WHAT TO DO.
Begin at the first line of the records below and, please, give each line again exactly until the line with "negative clicks: (367, 246) (324, 235)" is included.

INFORMATION PROVIDED: Begin

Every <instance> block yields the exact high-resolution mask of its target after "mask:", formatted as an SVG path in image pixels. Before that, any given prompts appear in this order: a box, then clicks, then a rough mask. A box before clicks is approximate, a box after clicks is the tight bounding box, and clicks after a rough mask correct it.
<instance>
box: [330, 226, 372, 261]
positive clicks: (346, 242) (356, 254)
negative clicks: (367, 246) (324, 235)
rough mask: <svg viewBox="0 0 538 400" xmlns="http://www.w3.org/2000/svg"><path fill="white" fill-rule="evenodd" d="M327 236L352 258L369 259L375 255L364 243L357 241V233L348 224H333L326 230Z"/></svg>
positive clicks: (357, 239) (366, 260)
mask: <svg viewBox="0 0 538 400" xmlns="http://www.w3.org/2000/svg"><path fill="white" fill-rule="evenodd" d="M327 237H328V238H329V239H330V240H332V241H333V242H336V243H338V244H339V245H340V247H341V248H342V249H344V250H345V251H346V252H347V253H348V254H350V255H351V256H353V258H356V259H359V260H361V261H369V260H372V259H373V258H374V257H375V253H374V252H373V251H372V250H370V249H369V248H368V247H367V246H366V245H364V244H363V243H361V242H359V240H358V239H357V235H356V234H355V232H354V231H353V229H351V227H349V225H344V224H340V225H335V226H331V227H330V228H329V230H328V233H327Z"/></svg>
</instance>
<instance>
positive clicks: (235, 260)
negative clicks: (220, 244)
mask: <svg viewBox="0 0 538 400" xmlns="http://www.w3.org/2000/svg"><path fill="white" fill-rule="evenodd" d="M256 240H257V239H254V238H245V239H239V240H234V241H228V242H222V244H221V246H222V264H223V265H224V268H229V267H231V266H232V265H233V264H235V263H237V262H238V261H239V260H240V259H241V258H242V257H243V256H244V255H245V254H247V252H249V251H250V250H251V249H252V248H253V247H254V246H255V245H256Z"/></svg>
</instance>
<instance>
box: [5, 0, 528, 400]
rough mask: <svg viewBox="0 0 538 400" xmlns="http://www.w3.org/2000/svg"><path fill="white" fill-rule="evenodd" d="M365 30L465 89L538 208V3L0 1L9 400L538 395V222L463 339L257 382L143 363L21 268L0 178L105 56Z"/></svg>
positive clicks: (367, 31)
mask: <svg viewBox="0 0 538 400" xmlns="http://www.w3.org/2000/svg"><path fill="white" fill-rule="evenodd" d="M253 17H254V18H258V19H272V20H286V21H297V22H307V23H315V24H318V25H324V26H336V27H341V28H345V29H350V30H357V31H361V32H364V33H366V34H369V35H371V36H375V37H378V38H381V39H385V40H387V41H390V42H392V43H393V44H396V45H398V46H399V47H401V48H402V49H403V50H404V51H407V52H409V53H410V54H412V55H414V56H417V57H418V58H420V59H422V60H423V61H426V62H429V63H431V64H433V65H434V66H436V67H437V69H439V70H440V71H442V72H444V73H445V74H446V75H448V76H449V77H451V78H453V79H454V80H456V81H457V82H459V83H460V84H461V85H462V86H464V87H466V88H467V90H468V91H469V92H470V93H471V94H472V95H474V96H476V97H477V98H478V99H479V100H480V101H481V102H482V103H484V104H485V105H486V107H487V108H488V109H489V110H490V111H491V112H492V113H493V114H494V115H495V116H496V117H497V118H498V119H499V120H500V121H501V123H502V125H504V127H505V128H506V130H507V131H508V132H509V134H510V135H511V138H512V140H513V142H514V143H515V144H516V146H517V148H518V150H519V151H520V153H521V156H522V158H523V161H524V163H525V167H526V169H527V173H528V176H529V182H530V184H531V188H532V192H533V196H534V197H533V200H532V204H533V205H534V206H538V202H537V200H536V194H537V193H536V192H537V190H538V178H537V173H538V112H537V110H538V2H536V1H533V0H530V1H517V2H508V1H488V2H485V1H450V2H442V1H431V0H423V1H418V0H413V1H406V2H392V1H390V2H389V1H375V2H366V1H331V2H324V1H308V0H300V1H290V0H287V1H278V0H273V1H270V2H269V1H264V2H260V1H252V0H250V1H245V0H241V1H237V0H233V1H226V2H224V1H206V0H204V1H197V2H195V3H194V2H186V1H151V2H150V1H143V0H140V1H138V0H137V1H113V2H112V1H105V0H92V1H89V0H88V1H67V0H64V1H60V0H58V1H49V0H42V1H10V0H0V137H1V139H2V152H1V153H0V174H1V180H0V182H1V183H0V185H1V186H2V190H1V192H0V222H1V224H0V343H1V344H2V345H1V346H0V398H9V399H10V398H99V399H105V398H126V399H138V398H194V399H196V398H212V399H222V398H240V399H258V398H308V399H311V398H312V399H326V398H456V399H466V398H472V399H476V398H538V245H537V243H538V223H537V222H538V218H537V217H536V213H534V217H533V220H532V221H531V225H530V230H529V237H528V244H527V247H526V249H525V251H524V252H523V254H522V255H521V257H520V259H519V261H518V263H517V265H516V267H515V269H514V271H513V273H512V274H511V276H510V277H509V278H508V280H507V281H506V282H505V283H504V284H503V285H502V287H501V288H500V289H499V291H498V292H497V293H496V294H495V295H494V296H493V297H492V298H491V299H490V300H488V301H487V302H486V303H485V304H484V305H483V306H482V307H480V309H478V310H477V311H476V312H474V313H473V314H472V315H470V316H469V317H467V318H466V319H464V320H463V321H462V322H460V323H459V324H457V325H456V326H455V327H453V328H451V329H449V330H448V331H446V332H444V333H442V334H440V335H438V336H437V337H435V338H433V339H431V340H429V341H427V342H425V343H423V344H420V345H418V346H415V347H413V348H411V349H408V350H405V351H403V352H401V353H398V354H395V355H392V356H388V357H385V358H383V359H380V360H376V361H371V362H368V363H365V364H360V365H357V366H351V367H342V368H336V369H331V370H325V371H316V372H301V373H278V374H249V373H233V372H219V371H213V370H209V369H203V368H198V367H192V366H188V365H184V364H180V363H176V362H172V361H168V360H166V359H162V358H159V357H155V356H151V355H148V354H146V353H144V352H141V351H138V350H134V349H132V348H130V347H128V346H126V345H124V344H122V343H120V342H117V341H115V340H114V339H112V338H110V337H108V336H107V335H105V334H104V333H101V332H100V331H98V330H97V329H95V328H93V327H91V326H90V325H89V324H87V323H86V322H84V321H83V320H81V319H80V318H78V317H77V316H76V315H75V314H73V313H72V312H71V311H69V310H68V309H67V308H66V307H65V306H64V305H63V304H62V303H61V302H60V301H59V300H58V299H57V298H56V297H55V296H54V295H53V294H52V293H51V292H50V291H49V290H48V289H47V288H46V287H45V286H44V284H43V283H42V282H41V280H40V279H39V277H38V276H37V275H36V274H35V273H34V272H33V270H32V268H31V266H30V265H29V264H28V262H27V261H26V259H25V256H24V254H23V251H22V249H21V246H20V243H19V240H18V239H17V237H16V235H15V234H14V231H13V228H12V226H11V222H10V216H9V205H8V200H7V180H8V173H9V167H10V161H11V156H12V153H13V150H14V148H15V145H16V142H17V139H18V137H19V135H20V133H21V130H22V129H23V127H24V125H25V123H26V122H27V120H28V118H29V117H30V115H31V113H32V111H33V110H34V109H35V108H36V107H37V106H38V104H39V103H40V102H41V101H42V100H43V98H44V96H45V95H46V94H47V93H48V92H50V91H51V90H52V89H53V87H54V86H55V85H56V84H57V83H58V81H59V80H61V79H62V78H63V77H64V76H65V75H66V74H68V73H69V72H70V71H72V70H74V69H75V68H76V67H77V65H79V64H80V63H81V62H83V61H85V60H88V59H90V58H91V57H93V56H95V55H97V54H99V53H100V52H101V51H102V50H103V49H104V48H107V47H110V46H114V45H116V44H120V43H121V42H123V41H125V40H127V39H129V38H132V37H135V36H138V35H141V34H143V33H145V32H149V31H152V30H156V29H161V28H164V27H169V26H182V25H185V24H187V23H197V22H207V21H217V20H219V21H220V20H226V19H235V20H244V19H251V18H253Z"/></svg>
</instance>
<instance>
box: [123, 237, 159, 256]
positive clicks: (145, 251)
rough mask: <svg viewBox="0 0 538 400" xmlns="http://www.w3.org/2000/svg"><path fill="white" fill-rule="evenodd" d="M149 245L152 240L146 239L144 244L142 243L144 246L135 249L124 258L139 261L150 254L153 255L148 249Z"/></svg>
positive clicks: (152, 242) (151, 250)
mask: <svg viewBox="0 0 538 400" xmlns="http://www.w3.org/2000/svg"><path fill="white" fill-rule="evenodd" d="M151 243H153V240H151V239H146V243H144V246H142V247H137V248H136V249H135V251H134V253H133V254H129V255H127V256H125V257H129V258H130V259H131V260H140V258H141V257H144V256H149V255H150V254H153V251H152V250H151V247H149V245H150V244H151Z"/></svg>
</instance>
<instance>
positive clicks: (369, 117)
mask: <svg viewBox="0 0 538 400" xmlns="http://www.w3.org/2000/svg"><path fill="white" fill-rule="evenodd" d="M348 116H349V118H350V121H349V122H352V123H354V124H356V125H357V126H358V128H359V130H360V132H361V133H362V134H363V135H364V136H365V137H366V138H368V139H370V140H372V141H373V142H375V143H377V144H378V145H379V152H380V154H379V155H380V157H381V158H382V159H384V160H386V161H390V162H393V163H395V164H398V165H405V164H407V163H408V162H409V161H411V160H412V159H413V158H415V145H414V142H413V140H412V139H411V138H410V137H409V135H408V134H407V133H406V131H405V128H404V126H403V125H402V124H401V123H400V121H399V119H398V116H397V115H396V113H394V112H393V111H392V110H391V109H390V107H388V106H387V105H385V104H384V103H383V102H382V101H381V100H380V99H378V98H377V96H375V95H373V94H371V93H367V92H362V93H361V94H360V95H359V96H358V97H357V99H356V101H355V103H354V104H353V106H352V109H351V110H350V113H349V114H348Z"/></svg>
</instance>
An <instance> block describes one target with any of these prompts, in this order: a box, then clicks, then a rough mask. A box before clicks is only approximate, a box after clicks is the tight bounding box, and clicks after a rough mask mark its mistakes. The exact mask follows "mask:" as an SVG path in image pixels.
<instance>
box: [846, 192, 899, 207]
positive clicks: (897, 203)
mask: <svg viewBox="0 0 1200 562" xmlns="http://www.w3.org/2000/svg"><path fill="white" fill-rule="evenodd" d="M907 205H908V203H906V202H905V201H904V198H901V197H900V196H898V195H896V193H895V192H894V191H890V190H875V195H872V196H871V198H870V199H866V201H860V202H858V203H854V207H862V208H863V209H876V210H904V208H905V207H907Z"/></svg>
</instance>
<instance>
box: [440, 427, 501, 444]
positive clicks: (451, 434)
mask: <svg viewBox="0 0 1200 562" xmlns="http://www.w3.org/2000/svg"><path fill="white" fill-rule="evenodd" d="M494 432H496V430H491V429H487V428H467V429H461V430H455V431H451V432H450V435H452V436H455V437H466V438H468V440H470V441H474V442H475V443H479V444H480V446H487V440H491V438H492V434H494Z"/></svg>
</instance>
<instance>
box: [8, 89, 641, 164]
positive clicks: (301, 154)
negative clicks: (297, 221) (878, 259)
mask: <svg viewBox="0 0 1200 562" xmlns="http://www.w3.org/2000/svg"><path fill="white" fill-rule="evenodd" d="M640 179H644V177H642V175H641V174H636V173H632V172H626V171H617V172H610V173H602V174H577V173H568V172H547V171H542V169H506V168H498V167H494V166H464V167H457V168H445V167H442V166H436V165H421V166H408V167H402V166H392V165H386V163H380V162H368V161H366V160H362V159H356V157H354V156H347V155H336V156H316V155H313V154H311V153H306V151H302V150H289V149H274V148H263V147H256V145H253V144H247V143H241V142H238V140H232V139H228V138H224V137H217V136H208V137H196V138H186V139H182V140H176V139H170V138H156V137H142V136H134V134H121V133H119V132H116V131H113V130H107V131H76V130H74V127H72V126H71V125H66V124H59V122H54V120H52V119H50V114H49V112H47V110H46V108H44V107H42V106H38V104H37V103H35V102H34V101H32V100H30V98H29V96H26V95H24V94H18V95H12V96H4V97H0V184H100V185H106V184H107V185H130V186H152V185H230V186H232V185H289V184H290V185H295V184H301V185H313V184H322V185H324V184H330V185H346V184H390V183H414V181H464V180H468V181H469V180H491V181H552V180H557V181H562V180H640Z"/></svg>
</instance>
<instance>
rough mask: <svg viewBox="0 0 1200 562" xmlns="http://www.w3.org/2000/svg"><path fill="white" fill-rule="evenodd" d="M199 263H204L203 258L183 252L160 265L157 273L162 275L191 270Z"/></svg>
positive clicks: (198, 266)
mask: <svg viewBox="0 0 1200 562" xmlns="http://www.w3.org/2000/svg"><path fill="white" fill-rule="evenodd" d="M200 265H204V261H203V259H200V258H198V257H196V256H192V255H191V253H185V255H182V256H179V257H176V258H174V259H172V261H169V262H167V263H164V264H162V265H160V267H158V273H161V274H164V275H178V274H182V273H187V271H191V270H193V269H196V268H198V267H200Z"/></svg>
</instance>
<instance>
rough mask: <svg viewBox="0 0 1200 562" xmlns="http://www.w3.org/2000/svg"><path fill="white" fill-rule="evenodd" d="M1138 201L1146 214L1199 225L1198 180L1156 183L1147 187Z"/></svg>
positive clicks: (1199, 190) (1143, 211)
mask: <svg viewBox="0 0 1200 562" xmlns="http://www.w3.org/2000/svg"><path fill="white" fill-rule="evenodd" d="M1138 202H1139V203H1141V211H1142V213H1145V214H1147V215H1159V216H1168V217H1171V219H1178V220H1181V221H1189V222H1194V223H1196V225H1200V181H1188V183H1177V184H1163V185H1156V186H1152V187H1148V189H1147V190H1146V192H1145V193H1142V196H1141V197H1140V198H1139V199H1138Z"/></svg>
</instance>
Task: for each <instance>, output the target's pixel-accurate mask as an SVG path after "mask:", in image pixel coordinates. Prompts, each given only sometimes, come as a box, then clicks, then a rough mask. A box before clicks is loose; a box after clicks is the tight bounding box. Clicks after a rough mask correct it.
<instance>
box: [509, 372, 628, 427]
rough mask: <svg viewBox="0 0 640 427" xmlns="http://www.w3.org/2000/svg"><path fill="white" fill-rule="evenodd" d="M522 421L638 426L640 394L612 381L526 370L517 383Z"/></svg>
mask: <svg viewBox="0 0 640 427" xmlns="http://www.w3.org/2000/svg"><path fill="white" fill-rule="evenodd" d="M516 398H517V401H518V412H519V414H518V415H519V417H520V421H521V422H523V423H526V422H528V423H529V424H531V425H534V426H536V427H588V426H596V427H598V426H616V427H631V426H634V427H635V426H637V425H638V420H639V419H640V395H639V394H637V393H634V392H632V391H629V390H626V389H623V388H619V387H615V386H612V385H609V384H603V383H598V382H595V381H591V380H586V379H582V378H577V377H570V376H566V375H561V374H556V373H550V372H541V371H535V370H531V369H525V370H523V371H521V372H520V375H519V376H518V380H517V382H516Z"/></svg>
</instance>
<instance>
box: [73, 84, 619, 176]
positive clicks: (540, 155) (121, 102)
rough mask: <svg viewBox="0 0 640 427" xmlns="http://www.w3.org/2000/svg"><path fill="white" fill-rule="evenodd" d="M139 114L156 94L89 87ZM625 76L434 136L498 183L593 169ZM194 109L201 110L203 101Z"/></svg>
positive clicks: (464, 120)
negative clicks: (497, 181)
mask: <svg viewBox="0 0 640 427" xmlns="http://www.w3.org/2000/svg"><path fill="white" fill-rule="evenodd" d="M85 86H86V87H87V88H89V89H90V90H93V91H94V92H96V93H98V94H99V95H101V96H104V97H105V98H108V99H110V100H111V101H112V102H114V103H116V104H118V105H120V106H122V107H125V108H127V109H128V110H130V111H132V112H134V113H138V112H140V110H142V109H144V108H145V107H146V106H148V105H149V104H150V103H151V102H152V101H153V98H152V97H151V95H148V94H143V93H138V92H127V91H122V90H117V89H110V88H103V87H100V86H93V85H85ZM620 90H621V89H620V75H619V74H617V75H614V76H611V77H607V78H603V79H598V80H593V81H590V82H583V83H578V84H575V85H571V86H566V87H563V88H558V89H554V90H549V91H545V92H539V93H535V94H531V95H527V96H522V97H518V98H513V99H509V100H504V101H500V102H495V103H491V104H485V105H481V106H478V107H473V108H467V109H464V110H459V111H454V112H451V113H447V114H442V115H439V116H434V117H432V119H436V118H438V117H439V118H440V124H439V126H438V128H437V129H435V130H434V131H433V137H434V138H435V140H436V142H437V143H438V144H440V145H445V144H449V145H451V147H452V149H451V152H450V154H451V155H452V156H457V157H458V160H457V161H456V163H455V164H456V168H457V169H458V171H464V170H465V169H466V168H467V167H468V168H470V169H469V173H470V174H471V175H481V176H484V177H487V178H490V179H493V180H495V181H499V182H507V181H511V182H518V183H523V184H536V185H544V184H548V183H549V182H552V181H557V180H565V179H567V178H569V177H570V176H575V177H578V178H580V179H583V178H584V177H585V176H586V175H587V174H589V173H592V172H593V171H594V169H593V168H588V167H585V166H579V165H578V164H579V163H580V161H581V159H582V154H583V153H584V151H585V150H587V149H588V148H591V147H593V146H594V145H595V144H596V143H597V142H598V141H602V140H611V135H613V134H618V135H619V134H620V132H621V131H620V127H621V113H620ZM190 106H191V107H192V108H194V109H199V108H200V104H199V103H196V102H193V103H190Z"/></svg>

INFORMATION PROVIDED: End

EXERCISE OUTPUT.
Every <instance> block yields the exact high-resolution mask of its target after "mask:", formatted as an SVG path in image pixels. Before that, any given prompts appear in this order: a box, then clicks, then a rough mask. A box before clicks is approximate, a box after clicks is the tight bounding box, and clicks after a rough mask correct it.
<instance>
box: [330, 226, 372, 261]
positive clicks: (346, 242) (356, 254)
negative clicks: (367, 246) (324, 235)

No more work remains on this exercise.